- [Instructions to follow] Transcribe every record exactly.

Dataset entries
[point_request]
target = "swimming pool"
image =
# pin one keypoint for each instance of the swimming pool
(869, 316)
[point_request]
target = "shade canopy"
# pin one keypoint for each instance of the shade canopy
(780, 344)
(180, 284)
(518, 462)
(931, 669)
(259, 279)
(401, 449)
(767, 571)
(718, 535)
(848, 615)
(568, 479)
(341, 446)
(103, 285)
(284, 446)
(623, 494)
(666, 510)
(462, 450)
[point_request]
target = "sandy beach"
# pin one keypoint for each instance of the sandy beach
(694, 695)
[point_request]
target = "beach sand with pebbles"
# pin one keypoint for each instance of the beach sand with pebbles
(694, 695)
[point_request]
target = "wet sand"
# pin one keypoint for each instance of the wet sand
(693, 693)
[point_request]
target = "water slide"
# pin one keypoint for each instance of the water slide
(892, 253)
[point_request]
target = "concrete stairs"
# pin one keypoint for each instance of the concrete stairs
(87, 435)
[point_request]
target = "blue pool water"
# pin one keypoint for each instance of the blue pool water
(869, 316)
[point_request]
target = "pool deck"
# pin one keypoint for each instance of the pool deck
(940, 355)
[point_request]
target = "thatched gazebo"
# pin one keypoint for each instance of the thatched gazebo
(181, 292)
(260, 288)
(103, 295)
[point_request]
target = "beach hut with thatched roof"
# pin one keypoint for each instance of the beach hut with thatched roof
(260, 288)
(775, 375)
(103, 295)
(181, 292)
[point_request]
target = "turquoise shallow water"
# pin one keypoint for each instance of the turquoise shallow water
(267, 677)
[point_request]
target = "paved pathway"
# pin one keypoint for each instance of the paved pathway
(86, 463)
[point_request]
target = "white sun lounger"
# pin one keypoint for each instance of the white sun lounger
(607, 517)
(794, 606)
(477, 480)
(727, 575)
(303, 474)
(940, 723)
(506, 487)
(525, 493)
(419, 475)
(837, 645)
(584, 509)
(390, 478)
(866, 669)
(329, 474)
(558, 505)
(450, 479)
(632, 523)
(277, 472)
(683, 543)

- [Response for this exercise]
[point_request]
target = "swimming pool"
image =
# pin one keypoint for each instance of the swimming pool
(869, 316)
[point_request]
target = "shade canopy"
# pin one keypoint for each instance of the shade canopy
(780, 344)
(180, 284)
(518, 462)
(931, 669)
(259, 279)
(401, 449)
(767, 571)
(718, 535)
(848, 615)
(568, 479)
(341, 446)
(103, 285)
(284, 446)
(623, 494)
(666, 510)
(462, 450)
[point_request]
target = "sandy beach"
# pin one keypoint for each instance of the sandy beach
(694, 695)
[point_request]
target = "beach sand with pebbles"
# pin one keypoint for each instance of the beach sand with pebbles
(694, 695)
[point_request]
target = "wet sand"
# pin one keypoint for each instance of the wet sand
(693, 693)
[point_request]
target = "water slide"
# pin one keypoint for each instance of the water slide
(892, 253)
[point_request]
target = "concrete stairs"
# pin one keypoint for each instance of the concrete stairs
(87, 435)
[point_request]
target = "blue pool water"
# pin one keypoint for each instance of the blue pool water
(869, 316)
[point_request]
target = "pool deck"
# pin one keypoint for each instance of the pool deck
(940, 355)
[point_request]
target = "thatched gazebo"
# pin one keypoint for each instance of the thatched gazebo
(181, 292)
(260, 288)
(103, 295)
[point_request]
target = "beach hut with thatched roof"
# pin one keypoint for each instance of the beach hut with thatched roof
(260, 288)
(775, 375)
(103, 295)
(181, 292)
[point_request]
target = "turquoise shallow water"
# pin one keypoint for each instance of the turquoise shallow water
(267, 677)
[point_request]
target = "paved pathway"
# pin one keypoint for each instance of the paved pathway
(86, 463)
[point_request]
target = "white sun lounger"
# pin one keypoint for each instance of the white sun lounger
(607, 517)
(794, 606)
(477, 480)
(727, 575)
(303, 474)
(940, 723)
(506, 487)
(525, 493)
(419, 475)
(837, 645)
(584, 509)
(390, 478)
(866, 669)
(329, 474)
(558, 505)
(450, 479)
(632, 523)
(277, 472)
(683, 543)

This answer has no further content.